### Record extracts
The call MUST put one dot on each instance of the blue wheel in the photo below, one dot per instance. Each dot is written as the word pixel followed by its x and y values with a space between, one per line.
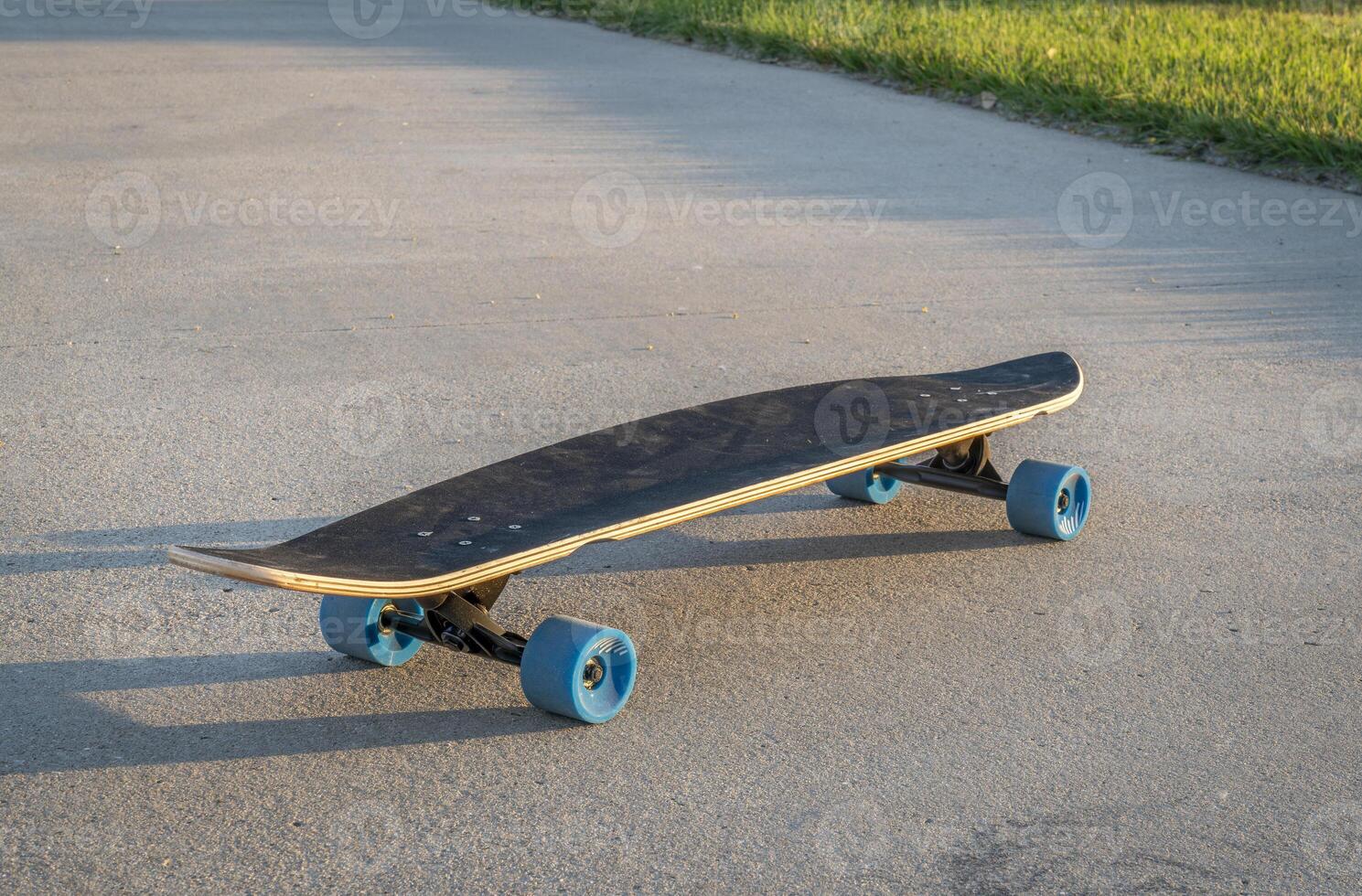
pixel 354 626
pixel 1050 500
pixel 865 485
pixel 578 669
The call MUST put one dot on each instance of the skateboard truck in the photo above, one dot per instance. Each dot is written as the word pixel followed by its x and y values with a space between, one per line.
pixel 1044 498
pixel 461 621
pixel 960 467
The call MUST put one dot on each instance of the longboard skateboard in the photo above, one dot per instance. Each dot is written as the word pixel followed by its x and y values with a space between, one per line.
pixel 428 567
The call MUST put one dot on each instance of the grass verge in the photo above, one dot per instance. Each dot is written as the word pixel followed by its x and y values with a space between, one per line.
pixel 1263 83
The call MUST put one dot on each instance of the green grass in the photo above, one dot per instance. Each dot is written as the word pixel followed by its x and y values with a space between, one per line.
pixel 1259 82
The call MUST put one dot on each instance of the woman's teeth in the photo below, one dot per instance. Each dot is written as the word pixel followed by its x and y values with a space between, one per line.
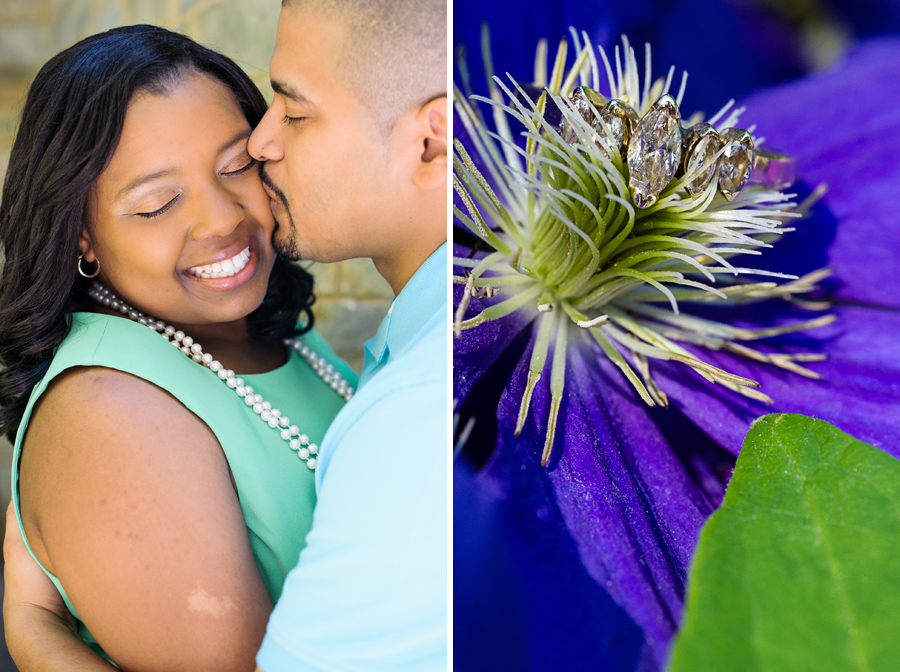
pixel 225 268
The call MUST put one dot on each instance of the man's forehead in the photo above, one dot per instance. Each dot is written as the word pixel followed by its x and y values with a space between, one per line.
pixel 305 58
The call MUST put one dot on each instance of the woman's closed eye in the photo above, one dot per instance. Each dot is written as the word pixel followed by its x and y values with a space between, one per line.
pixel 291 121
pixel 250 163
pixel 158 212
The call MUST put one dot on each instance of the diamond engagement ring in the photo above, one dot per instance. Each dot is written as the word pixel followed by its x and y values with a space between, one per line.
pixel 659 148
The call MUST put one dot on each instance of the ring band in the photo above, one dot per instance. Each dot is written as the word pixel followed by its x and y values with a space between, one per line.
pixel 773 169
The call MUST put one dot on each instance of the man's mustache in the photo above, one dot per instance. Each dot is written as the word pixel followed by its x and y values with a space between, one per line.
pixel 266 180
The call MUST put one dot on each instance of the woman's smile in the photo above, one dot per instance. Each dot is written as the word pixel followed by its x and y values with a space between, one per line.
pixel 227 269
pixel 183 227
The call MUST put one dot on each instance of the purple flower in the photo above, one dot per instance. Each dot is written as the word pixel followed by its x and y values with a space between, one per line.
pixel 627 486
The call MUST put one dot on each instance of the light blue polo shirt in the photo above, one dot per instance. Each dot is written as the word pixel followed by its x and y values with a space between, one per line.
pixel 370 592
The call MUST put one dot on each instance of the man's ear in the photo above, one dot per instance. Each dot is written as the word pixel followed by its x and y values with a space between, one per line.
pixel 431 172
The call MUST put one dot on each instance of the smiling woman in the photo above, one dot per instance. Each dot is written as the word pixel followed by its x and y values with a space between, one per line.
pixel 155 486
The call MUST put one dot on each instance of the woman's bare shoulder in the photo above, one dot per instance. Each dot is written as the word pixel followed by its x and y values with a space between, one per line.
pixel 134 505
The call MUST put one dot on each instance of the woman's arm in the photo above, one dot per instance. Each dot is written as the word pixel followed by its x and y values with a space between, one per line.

### Exercise description
Each line above should be written out again unchanged; no images are to be carried over.

### Response to the exercise
The call MUST put one dot on each instance of the blue wheel in the photo below, one dot per instance. Each dot is written as the word pixel followed by its x and y values with a space between, one per line.
pixel 354 626
pixel 1050 500
pixel 865 485
pixel 578 669
The call MUST put one dot on each instance of the skateboard truck in the photo above, one dot per instance. Each dot is written as the word pixel followed by its x and y values with a space between, one per line.
pixel 1044 498
pixel 461 621
pixel 960 467
The call MUST put one dot on each instance of the longboard skateboard in the photo above, one dot per instance. Each dot is written as the word pixel followed by its x and y values with a space between, one per line.
pixel 428 567
The call MUST put one dot on each instance of the grass verge in the photo above, one dot per instance. Each dot is written as the word pixel followed by its x and y values with a space between, one per line.
pixel 1263 83
The call MUST put one dot on each instance of the green grass in the photo above, one dot per instance. Each dot is written as the word pixel followed by its x and y values with a space between, one per line.
pixel 1259 82
The call MUST put one dot on each instance of the woman's teeth in the photo below, one dot per instance. Each dot is written as the word pixel followed by its x and y values with a space between, one per line.
pixel 225 268
The call MUST put one dot on each instance of the man's forehead in the photo above, one dot per instance. Each dot is written as the word pixel followed by its x and y values with a space between, one per line.
pixel 305 58
The call MUST put one dot on each instance of the woman's closed eye in the photo above, one dot per instance. Each dot is written as the word pixel followed by its x and y values with a space between, one per line.
pixel 291 121
pixel 250 163
pixel 158 212
The call MUST put one dot on each instance of the diamond engagement ring in the photo above, one dot per instance. Each dot is written as the word pixel followed by its x and y values with a space between, one per line.
pixel 659 148
The call MUST put one dot on each instance of the ring band in the photo above, one dot per instance. Each dot is written as the word pixel followed by its x and y values with a space between, one per line.
pixel 773 169
The call MUST put one dot on each instance of the man's mustache in the photo above, one dot per instance. Each dot is written as the word pixel followed by its x and y values with a space between, one per line.
pixel 266 180
The call MUST put one dot on each instance of the woman's smile in the photo above, one dot per instance. Each dot is written as the word pixel followed by its x and y values with a space between, one per line.
pixel 227 269
pixel 183 227
The call MUST put one dot on each instance of the purple flower in the photo above, one dot per instance. Each dot is written as the word pixel followed by its x and y values with a space between, one per line.
pixel 627 486
The call MUST put one dot on each instance of the light blue polo shirt in the photo above, one dot per instance. Each dot is written as the word pixel followed by its x and y values with a space between, one per line.
pixel 370 592
The call MUST put one dot on each instance of the man's ear in the photo above, one dot per instance. Each dot is written as the word pixel followed by its x and y values with a space between, one per line.
pixel 431 172
The call MUST put one dot on each instance of the smiling woman in the photo above, one dot per instance. Each dot is written as the word pixel followed by its x and y values with a space between, one per line.
pixel 155 486
The call MUST put one dot on each instance of the woman's bare shoulder in the photo above, one dot per instance. Each dot is written as the word pixel followed by its x and y values with a space between, one per line.
pixel 134 505
The call MUST put one dot on each instance of the woman's arm in the photo above, one dot per instance. Each dot is written as the word pixel followed by its x and y values with a space between, one per line.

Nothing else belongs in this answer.